:: Verilen Metin ::
Araştırmacılar, Radyasyona Karşı Korunma ve Pediatri Merkezi'yle işbirliği içinde, anneleri radyasyona maruz kalmamış, babalarıysa patlamadan hemen sonra temizleme işlemlerinde görev almış -aldığı radyasyon dozu 0,25 Sv yani 25 rem'i geçmeyen- 41 oğlan çocuğu üzerinde bir araştırma yürüttü..
Söz konusu çocukların aileleri, şu anda radyoaktif kirlenmeye tabi olmamış bölgelerde ikamet etse de, çocuklar pek çok sağlık problemiyle karşı karşıya. Araştırmaya konu olan çocukların çoğu, patlamadan sonraki 5 yıl içinde doğdu. Maruz kaldıkları rahatsızlıklar, özellikle sinir, endokrin, jenital-idrar, sindirim, ve kas-kemik sistemlerine; ayrıca kan dolaşımı ve solunuma ilişkin hastalıklar.
Uzmanlar, lenfositler düzeyinde kromozomları inceledi. Ayrıca, DNA'nın mor ötesi ışınlar ve gama ışınları sonucu oluşan bozuklukları tamir edebilme kapasitesini analiz etti.
Patlamadan sonra "temizlikçi" olarak çalışmış olan babalarda, kromozomlardaki bozulma frekansı, yüzde 4 oranını aşan çok yüksek bir düzeyde. Radyasyona maruz kalmamış olan annelerdeyse bu oran çok düşük, hatta göz ardı edilebilir düzeyde.

:: İstenen Görev 1 ::
Radyasyon araştırması metnine göre araştırma kaç oğlan çocuğu üzerinde yürütüldü?
:: İstenen Görev 2 ::
Radyasyon araştırması metninde "Araştırmacılar, Radyasyona Karşı" ile başlayıp "bir araştırma yürüttü.." ile biten bölümü, bu son sözler de dahil, birebir kopyalar mısın?
:: İstenen Görev 3 ::
Radyasyon araştırması metninin son cümlesinden sonra gelecek kısmı yazar mısın?

:: Gösterilen Satırlar ::

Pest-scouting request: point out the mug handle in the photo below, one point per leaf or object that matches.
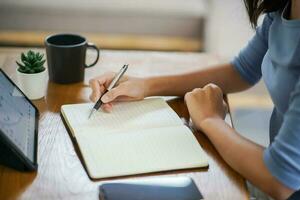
(93, 46)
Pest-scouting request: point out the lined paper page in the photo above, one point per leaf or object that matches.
(148, 113)
(140, 151)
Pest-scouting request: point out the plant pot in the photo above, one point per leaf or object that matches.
(33, 85)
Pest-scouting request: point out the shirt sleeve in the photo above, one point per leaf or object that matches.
(249, 60)
(282, 157)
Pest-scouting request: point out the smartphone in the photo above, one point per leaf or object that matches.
(166, 188)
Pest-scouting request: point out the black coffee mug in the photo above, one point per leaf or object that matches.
(66, 57)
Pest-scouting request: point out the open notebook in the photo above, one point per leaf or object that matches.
(137, 137)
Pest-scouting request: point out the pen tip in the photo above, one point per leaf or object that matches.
(92, 111)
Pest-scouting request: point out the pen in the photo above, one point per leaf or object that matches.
(111, 86)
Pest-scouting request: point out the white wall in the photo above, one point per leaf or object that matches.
(228, 27)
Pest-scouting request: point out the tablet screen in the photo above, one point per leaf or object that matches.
(17, 118)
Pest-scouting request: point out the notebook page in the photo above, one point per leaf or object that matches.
(148, 113)
(140, 151)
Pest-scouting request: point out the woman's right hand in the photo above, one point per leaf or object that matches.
(127, 89)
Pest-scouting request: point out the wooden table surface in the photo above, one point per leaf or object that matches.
(61, 175)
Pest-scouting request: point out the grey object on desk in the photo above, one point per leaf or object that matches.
(168, 188)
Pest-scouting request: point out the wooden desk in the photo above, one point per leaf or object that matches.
(61, 174)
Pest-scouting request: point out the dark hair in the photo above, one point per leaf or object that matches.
(257, 7)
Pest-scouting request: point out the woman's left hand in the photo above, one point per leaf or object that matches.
(205, 103)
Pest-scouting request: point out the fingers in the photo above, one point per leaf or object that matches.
(107, 107)
(114, 93)
(99, 84)
(95, 90)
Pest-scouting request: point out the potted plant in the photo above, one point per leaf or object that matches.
(31, 75)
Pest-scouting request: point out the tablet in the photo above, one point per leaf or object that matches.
(18, 127)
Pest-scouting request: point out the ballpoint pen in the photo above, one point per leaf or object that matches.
(111, 86)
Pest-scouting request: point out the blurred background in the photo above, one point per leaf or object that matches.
(211, 26)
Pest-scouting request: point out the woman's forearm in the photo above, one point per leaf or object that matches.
(243, 156)
(225, 76)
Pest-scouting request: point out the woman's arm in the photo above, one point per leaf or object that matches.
(244, 156)
(132, 88)
(224, 76)
(207, 113)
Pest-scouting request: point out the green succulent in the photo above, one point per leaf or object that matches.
(31, 63)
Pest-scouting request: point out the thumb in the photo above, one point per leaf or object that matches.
(113, 94)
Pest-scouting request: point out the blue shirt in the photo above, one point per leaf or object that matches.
(274, 54)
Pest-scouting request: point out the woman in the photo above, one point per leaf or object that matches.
(274, 54)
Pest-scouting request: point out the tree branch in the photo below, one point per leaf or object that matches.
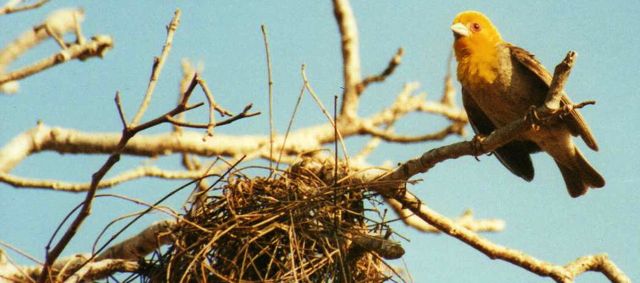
(350, 57)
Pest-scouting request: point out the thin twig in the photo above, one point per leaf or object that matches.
(391, 67)
(213, 106)
(97, 47)
(325, 112)
(158, 63)
(13, 9)
(350, 57)
(123, 118)
(270, 85)
(244, 114)
(293, 116)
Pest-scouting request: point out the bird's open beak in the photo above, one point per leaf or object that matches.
(460, 30)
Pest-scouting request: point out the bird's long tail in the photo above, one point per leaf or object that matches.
(580, 176)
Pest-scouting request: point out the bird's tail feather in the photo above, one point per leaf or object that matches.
(580, 177)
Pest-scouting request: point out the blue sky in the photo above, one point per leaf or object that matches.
(224, 36)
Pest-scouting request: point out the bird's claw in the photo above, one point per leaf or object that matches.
(533, 118)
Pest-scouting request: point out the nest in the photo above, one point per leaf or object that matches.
(295, 226)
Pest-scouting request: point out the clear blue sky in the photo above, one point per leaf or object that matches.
(541, 218)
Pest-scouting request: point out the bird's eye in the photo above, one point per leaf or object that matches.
(475, 27)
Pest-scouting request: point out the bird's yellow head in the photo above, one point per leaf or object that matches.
(476, 39)
(473, 33)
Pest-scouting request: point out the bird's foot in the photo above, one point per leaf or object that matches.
(476, 146)
(533, 118)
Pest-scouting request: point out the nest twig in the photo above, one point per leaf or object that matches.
(295, 226)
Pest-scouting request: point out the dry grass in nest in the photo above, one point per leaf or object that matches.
(287, 228)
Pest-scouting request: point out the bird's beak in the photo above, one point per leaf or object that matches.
(460, 30)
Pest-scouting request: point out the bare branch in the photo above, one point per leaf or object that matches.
(516, 257)
(455, 128)
(270, 86)
(138, 246)
(59, 22)
(133, 174)
(391, 67)
(101, 269)
(213, 106)
(9, 9)
(466, 220)
(244, 114)
(350, 57)
(97, 47)
(123, 118)
(157, 68)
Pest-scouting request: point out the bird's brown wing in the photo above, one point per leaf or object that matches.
(574, 120)
(514, 155)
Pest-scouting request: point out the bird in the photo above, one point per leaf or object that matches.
(500, 83)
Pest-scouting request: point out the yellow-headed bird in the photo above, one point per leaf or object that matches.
(500, 82)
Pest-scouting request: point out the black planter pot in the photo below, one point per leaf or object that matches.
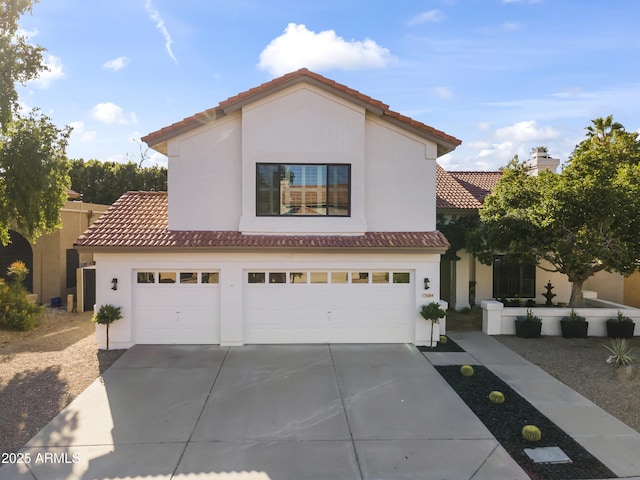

:: Yanıt 1 ::
41 oğlan çocuğu üzerinde.

:: Yanıt 2 ::
Araştırmacılar, Radyasyona Karşı Korunma ve Pediatri Merkezi'yle işbirliği içinde, anneleri radyasyona maruz kalmamış, babalarıysa patlamadan hemen sonra temizleme işlemlerinde görev almış -aldığı radyasyon dozu 0,25 Sv yani 25 rem'i geçmeyen- 41 oğlan çocuğu üzerinde bir araştırma yürüttü..

:: Yanıt 3 ::
Bilim insanları, pek çok vakada kromozomların değişme sürecinin karmaşık olduğunu, bu süreçte kromozomlarda oluşan değişikliklerin bölgesel olarak meydana geldiğini saptadı. Söz konusu çocuklarda kromozomların değişme frekansı yüzde 2,5'in üzerinde. Bu oran, kazadan sonra radyoaktif kirlenmeye en çok maruz kalmış olan bölgelerden olan Novozybkov'da yaşayan kişilerde gözlemlenen orandan çok daha yüksek; bu nedenle de endişe verici.
Ayrıca, genomdaki düzensizlik seviyesi, "temizlikçi" olarak çalışmış kişilerin çocuklarının hepsinde neredeyse ayni. Başka bir deyişle, bu seviye, patlama ile doğum arasında geçen süreden tamamen bağımsız. Zaman faktörü, genomdaki bozulmaların büyüklüğünde herhangi bir rol oynamıyor.
Son olarak, yapılan araştırmalar gösteriyor ki, DNA'nın kendi kendini onarabilme kapasitesi olmasına karşın, kromozomların yeniden düzenlenmesi, temizlik işlerinde görev almış kişilerde ve onların çocuklarında çok daha zor. Ayrıca, kromozomlarda oluşan ve stomatik hücrelerde kendini gösteren bozukluklar, nesilden nesle geçmeye devam etmesi muhtemel bir genom dengesizliğinin mevcut olduğunu ortaya koyuyor. Bu dengesizlik, söz konusu çocukların çocuklarında da ortaya çıkabilir ve pek çok hastalığın kaynağı olabilir. (SÖ/TK)
* Rus Bilim Haber Ajansı Informnauka'nın haberini, Sezin Topçu Fransızca'dan Türkçeleştirdi.